- _WHAT IS EXPECTED_: Starting with the line that contains "One point lands on each instance of the man in khaki" and going on through the end of the material, write those lines out again, requests included. Multiply every point coordinate in the answers by 2.4 and round it to a whole number, with halves going up.

━━━━━━

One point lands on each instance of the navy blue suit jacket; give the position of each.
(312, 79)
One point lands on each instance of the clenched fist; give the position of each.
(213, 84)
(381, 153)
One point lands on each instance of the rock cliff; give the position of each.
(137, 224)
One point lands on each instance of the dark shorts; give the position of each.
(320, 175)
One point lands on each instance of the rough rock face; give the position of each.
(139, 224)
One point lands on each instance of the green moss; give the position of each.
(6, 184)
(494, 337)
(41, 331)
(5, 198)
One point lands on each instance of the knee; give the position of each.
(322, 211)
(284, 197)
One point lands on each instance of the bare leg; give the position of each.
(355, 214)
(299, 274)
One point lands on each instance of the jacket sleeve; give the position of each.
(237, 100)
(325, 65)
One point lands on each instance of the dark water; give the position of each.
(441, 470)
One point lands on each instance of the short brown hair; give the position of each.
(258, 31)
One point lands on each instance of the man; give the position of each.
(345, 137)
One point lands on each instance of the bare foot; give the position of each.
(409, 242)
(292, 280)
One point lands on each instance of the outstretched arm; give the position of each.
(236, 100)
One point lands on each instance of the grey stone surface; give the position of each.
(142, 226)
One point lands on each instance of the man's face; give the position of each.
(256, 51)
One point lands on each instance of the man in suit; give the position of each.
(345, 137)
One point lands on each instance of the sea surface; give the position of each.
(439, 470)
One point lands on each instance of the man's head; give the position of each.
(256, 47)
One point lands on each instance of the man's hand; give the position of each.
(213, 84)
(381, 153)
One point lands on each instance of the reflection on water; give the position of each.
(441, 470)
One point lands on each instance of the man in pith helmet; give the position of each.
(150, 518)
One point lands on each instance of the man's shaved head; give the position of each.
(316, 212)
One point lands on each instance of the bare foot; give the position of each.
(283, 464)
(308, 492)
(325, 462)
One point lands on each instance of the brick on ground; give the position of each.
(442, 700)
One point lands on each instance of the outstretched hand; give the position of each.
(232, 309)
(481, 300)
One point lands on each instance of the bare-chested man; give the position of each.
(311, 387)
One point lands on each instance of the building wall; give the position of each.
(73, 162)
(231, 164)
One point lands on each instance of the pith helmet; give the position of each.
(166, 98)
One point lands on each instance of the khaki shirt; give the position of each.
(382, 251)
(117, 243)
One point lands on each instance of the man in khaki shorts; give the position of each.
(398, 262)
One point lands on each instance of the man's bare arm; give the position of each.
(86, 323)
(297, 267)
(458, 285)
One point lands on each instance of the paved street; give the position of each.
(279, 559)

━━━━━━

- _FULL SOLUTION_:
One point lands on each instance of the man in khaki shorts; give the position of each.
(955, 629)
One point lands on each instance of the man's bare arm; give the position of each.
(206, 775)
(713, 641)
(1099, 684)
One point lands on each instance of the paved street; give the position of each.
(670, 1342)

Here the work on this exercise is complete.